This year will see acts like Cardi B, Childish Gambino, and Lady Gaga (and Bradley Cooper) battle it out for the most coveted gongs in music; and while we have a fair idea of who should take out the awards, there’s no guarantee that the Grammys will get it right.

Over the years, the Grammys have earned the dubious reputation for getting it wrong way more than they do for getting it right, which really isn’t great for something that’s supposed to be the benchmark in industry recognition.

So, in desperate hope that this year won’t repeat the mistakes of the past, we’ve taken a look back over the last 15 years of Awards to pick out the worst Grammys decisions. Bonus points if you can spot the common thread among the losers.

2018: Basically Everything That Happened

Bon Iver labelled last year’s awards as a “shitshow“, and he was absolutely right. Bruno Mars dominated the award ceremony, taking home six trophies for his album 24k Magic, including Record of the Year and Song of the Year. He also beat out a field of wildly stronger entries — Lorde’s Melodrama, Kendrick Lamar’s DAMN., Childish Gambino’s Awaken, My Love, and Jay-Z’s 4:44 — to win the biggest award of the night, Album of the Year.

It was also one of the worst years on record for female representation. Canadian singer Alessia Cara was the only — we repeat, the only — female artist to win in the popular categories (that’s pop, rap, country, rock, and R&B.) She won for Best New Artist over acts like SZA and Khalid — an outcome that raised a few eyebrows, mostly because Cara’s debut album came out way back in 2015.

In response to the dearth of non-male winners, Recording Association president Neil Portnow helpfully suggested that women just need to “step up.”

A shitshow indeed.

2016: When Ed Sheeran’s ‘Thinking Out Loud’ beat Kendrick Lamar’s ‘Alright’

In one corner, we have a political anthem about police brutality and the continued discrimination faced by African Americans.

In the other, we have a by-the-numbers wedding song that was subsequently sued for plagiarism.

I mean, are we surprised?

2015: When Beck won Album of the Year over Beyoncé

We’ll skip the obligatory joke about Beck’s fanbase consisting entirely of white males aged 45 and over and move onto why Beyoncé’s critically acclaimed self-titled album deserved to win over anyone.

The 17-track record changed the way we thought about promotion and presentation in the social media era, and in the years since no one has done it better. It was also just astonishingly good: mining the depths of anger, love, lust, ambition, and sex.

### [EXTRACTED INFORMATION]

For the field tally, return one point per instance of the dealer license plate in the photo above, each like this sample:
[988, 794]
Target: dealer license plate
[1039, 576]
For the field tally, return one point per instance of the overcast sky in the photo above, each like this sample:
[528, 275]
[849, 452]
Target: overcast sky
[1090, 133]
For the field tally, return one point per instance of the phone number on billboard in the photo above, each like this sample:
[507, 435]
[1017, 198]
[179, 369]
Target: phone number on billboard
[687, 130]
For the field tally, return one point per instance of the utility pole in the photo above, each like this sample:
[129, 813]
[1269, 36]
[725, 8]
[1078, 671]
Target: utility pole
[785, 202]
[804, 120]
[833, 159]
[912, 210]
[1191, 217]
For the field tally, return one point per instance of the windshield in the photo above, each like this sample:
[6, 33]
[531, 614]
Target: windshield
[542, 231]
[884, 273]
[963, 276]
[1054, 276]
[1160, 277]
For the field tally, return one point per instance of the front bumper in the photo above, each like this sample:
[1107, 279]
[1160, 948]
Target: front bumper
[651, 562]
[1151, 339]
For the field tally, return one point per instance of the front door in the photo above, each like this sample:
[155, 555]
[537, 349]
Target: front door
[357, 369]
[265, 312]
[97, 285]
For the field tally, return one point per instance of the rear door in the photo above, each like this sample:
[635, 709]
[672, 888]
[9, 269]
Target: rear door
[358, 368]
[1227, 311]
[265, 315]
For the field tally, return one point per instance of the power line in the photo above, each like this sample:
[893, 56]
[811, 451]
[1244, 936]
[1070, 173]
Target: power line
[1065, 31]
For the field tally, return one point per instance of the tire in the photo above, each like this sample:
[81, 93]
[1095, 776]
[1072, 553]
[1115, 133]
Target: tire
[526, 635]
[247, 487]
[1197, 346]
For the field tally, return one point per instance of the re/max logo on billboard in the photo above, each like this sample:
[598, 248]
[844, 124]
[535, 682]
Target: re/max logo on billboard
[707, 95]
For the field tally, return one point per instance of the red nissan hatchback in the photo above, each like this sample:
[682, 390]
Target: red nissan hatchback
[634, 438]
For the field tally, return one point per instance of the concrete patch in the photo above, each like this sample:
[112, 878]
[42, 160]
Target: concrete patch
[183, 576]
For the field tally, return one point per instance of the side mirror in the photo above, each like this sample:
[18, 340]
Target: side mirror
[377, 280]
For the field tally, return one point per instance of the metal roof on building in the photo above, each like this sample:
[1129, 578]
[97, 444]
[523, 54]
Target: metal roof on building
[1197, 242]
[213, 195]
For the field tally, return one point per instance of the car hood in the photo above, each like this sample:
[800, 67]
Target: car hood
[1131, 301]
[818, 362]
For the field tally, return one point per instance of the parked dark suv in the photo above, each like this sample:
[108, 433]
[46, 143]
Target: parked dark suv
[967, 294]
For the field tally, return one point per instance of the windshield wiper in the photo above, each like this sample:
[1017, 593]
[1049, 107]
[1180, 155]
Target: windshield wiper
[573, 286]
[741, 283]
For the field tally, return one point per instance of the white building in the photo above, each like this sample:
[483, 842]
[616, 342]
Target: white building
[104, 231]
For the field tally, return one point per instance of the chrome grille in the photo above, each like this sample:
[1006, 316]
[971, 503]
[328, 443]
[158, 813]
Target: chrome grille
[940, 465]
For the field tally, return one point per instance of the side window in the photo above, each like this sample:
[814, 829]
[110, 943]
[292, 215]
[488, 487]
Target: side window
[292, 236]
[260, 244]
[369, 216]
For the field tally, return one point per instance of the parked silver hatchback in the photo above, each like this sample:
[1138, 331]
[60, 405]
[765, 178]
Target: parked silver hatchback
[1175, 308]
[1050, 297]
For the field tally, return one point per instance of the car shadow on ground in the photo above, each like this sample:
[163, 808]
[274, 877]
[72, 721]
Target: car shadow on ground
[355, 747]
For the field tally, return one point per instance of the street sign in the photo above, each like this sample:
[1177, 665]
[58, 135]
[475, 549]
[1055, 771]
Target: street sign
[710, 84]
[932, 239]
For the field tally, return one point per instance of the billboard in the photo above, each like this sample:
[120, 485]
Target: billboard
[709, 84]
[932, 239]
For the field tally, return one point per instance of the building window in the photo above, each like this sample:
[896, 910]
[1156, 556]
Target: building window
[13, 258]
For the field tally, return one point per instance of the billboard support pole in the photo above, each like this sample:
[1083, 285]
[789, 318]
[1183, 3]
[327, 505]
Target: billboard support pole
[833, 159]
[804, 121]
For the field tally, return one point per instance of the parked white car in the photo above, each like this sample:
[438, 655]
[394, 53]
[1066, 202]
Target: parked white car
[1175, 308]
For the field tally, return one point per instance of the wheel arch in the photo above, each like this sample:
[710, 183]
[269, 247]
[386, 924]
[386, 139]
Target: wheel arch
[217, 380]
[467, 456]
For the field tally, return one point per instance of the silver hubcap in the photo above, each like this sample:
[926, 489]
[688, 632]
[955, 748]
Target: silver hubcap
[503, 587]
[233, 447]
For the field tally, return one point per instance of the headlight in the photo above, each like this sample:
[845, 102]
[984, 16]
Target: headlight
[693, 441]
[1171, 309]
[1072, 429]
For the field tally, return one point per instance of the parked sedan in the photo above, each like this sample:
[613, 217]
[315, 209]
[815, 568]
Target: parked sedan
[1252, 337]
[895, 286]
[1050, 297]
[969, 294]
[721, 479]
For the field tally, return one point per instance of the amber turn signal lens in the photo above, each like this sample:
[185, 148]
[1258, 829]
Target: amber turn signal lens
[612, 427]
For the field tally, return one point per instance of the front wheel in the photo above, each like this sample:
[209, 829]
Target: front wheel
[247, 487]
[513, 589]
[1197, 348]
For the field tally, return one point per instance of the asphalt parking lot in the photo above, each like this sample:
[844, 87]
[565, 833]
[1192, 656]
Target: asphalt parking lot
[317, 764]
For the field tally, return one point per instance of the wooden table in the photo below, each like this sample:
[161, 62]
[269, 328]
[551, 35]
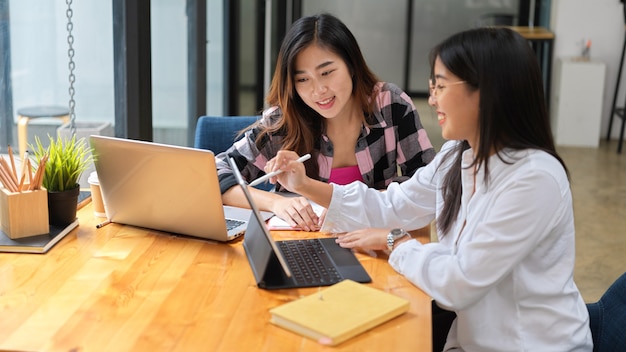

### [REQUIRED ACTIONS]
[a] Translate this sentence from the Grammys article into Spanish: "In the other, we have a by-the-numbers wedding song that was subsequently sued for plagiarism."
[b] Turn the records, from their first line through the line containing "[1191, 217]", into a Markdown table with the columns Row and Line. Number each row and leave out blank lines.
The Grammys article and the records have nothing to do with each other.

### [PROBLEM SOLUTIONS]
[a] En el otro, tenemos una canción de boda de manual que después fue demandada por plagio.

[b]
| Row | Line |
|---|---|
| 1 | For the field tally, return one point per instance of the dealer license plate in the photo above, each like this sample: |
| 2 | [988, 794] |
| 3 | Target: dealer license plate |
| 4 | [1039, 576] |
| 5 | For the field tally, return one point per instance of the overcast sky in the photo above, each like this sample: |
| 6 | [528, 275] |
| 7 | [849, 452] |
| 8 | Target: overcast sky |
| 9 | [1090, 133] |
| 10 | For the field tally, return one point per instance of the phone number on billboard in the photo above, each like this sample: |
| 11 | [507, 435] |
| 12 | [1017, 198] |
| 13 | [179, 369] |
| 14 | Target: phone number on billboard |
| 15 | [687, 130] |
| 16 | For the field tally, return one point per instance of the utility pole in the photo above, each like this sample: |
| 17 | [129, 813] |
| 18 | [1269, 36] |
| 19 | [725, 8] |
| 20 | [1078, 671] |
| 21 | Target: utility pole |
| 22 | [785, 202] |
| 23 | [804, 120] |
| 24 | [833, 159] |
| 25 | [912, 210] |
| 26 | [1191, 217] |